START Data shown

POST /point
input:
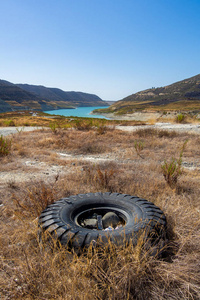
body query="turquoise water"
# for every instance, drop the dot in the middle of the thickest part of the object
(77, 112)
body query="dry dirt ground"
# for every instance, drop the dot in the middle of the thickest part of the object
(44, 166)
(32, 168)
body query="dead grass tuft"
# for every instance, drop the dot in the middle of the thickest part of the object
(31, 271)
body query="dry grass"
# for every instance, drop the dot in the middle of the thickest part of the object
(31, 271)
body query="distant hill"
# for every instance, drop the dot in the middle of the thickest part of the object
(182, 95)
(72, 98)
(32, 97)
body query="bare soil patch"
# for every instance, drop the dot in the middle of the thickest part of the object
(44, 166)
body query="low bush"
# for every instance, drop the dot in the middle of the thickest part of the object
(5, 146)
(180, 118)
(173, 169)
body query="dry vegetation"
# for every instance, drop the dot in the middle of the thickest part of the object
(31, 271)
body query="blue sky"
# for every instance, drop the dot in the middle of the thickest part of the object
(112, 48)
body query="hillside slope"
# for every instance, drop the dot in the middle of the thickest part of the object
(24, 96)
(57, 95)
(184, 94)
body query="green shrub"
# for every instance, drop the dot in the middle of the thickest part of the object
(172, 169)
(9, 123)
(5, 146)
(139, 146)
(180, 118)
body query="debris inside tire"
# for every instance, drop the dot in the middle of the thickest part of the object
(78, 220)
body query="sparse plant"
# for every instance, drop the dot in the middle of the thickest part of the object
(173, 169)
(180, 118)
(53, 127)
(101, 129)
(83, 124)
(5, 146)
(9, 123)
(139, 146)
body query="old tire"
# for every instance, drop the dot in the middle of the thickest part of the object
(62, 219)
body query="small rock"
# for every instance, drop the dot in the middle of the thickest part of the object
(90, 223)
(110, 219)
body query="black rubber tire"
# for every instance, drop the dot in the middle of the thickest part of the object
(142, 216)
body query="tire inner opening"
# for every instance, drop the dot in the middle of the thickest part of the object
(101, 218)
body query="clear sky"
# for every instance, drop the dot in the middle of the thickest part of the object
(112, 48)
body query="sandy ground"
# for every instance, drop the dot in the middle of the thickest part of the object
(193, 128)
(34, 168)
(11, 130)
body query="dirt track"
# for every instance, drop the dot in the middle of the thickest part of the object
(190, 128)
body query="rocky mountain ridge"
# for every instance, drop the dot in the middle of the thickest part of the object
(32, 97)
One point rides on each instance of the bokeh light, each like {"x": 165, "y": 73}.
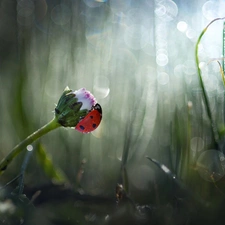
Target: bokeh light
{"x": 211, "y": 165}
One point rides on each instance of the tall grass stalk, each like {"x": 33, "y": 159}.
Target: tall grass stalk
{"x": 205, "y": 97}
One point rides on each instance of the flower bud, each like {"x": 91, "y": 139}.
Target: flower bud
{"x": 73, "y": 105}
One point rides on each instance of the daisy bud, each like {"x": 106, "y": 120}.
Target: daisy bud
{"x": 73, "y": 105}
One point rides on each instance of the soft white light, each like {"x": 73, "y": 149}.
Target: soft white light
{"x": 182, "y": 26}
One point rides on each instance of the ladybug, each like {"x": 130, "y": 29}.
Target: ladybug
{"x": 91, "y": 121}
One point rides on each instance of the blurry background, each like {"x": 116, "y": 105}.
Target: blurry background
{"x": 137, "y": 58}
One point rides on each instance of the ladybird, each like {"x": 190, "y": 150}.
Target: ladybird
{"x": 91, "y": 121}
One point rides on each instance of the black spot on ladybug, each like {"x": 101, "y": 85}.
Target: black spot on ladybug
{"x": 4, "y": 168}
{"x": 57, "y": 111}
{"x": 82, "y": 127}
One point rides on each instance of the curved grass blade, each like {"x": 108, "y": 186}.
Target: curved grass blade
{"x": 205, "y": 97}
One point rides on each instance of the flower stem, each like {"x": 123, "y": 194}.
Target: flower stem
{"x": 53, "y": 124}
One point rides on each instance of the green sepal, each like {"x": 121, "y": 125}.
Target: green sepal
{"x": 67, "y": 111}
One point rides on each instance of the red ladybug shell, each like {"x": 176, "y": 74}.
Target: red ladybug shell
{"x": 91, "y": 121}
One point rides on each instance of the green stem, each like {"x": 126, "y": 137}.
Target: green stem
{"x": 53, "y": 124}
{"x": 205, "y": 97}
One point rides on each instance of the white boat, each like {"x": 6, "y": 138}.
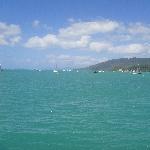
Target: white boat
{"x": 55, "y": 71}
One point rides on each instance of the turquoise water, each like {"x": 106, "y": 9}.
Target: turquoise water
{"x": 74, "y": 111}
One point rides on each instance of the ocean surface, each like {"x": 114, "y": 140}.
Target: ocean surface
{"x": 74, "y": 111}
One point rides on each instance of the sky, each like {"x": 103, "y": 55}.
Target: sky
{"x": 72, "y": 33}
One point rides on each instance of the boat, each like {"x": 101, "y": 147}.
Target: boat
{"x": 55, "y": 70}
{"x": 95, "y": 71}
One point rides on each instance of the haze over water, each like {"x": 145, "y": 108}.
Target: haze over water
{"x": 74, "y": 111}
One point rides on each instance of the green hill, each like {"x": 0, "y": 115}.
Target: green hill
{"x": 143, "y": 64}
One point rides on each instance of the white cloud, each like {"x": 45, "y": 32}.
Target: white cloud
{"x": 100, "y": 36}
{"x": 134, "y": 48}
{"x": 43, "y": 42}
{"x": 88, "y": 28}
{"x": 76, "y": 43}
{"x": 139, "y": 28}
{"x": 9, "y": 33}
{"x": 99, "y": 46}
{"x": 72, "y": 61}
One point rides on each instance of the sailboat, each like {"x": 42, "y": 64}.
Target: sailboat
{"x": 55, "y": 70}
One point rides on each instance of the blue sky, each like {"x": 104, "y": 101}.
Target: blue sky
{"x": 72, "y": 33}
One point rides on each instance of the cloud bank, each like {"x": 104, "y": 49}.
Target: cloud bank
{"x": 105, "y": 36}
{"x": 9, "y": 34}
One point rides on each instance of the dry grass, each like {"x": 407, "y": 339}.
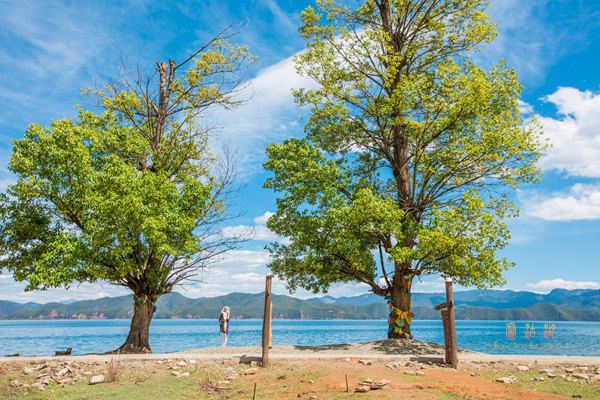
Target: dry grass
{"x": 114, "y": 370}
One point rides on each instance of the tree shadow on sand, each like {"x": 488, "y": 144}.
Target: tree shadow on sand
{"x": 327, "y": 347}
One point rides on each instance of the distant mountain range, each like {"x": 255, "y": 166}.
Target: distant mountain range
{"x": 560, "y": 305}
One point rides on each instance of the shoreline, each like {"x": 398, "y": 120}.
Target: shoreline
{"x": 331, "y": 352}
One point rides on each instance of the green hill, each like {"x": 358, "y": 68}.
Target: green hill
{"x": 471, "y": 305}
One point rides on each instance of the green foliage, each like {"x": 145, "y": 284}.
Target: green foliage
{"x": 82, "y": 210}
{"x": 131, "y": 196}
{"x": 409, "y": 146}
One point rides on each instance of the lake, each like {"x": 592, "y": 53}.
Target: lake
{"x": 95, "y": 336}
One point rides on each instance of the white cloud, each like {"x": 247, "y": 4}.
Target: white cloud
{"x": 269, "y": 116}
{"x": 580, "y": 203}
{"x": 575, "y": 134}
{"x": 548, "y": 285}
{"x": 257, "y": 232}
{"x": 525, "y": 107}
{"x": 530, "y": 41}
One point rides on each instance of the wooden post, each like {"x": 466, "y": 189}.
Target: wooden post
{"x": 267, "y": 322}
{"x": 446, "y": 336}
{"x": 271, "y": 326}
{"x": 451, "y": 324}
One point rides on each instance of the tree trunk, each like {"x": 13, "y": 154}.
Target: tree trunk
{"x": 139, "y": 331}
{"x": 400, "y": 309}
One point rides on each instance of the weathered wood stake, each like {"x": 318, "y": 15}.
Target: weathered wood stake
{"x": 449, "y": 325}
{"x": 271, "y": 326}
{"x": 267, "y": 322}
{"x": 453, "y": 356}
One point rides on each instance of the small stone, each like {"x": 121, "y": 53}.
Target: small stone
{"x": 505, "y": 379}
{"x": 581, "y": 376}
{"x": 379, "y": 384}
{"x": 395, "y": 364}
{"x": 547, "y": 371}
{"x": 362, "y": 389}
{"x": 96, "y": 379}
{"x": 38, "y": 386}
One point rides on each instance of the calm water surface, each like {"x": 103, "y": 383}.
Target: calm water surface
{"x": 86, "y": 336}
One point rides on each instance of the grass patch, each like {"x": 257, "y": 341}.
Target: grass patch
{"x": 557, "y": 385}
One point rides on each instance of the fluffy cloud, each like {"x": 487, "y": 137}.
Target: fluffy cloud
{"x": 548, "y": 285}
{"x": 270, "y": 115}
{"x": 579, "y": 203}
{"x": 574, "y": 134}
{"x": 258, "y": 231}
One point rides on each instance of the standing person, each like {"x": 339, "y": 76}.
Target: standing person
{"x": 224, "y": 325}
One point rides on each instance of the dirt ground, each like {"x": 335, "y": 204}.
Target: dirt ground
{"x": 314, "y": 378}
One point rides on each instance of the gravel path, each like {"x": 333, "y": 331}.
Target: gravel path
{"x": 392, "y": 349}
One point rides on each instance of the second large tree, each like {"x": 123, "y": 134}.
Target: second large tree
{"x": 410, "y": 156}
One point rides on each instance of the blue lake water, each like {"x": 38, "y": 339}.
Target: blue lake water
{"x": 95, "y": 336}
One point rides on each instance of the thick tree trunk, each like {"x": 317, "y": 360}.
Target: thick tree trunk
{"x": 139, "y": 331}
{"x": 400, "y": 309}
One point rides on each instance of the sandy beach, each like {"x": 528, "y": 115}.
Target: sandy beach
{"x": 375, "y": 370}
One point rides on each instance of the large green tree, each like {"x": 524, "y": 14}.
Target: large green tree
{"x": 131, "y": 196}
{"x": 410, "y": 156}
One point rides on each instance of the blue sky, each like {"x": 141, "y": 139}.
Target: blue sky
{"x": 50, "y": 50}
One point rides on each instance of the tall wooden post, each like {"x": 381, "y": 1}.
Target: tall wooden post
{"x": 271, "y": 326}
{"x": 267, "y": 321}
{"x": 453, "y": 356}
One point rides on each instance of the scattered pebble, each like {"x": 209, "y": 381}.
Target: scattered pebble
{"x": 96, "y": 379}
{"x": 506, "y": 379}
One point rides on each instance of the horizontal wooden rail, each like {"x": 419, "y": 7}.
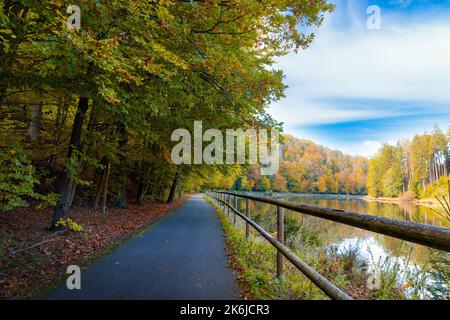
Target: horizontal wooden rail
{"x": 427, "y": 235}
{"x": 320, "y": 281}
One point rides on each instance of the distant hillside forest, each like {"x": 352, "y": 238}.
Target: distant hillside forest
{"x": 417, "y": 168}
{"x": 306, "y": 167}
{"x": 409, "y": 169}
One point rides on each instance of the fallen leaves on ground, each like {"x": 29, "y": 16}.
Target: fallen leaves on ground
{"x": 31, "y": 256}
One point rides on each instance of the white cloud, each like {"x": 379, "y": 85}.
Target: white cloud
{"x": 401, "y": 62}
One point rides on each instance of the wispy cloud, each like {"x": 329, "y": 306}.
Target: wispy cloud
{"x": 352, "y": 74}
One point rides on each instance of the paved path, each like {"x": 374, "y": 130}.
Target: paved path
{"x": 182, "y": 257}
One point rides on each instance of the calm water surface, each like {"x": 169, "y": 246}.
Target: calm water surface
{"x": 372, "y": 246}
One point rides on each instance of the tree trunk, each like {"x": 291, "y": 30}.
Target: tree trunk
{"x": 173, "y": 188}
{"x": 100, "y": 183}
{"x": 2, "y": 99}
{"x": 33, "y": 130}
{"x": 123, "y": 177}
{"x": 105, "y": 190}
{"x": 142, "y": 188}
{"x": 67, "y": 183}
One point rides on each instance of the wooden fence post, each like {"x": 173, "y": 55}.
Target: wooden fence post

END Data shown

*What is needed*.
All lines with the word "tire" need to be copied from the data above.

*Final answer*.
body query="debris inside tire"
body query="old tire"
body query="black rubber tire"
body query="tire inner opening"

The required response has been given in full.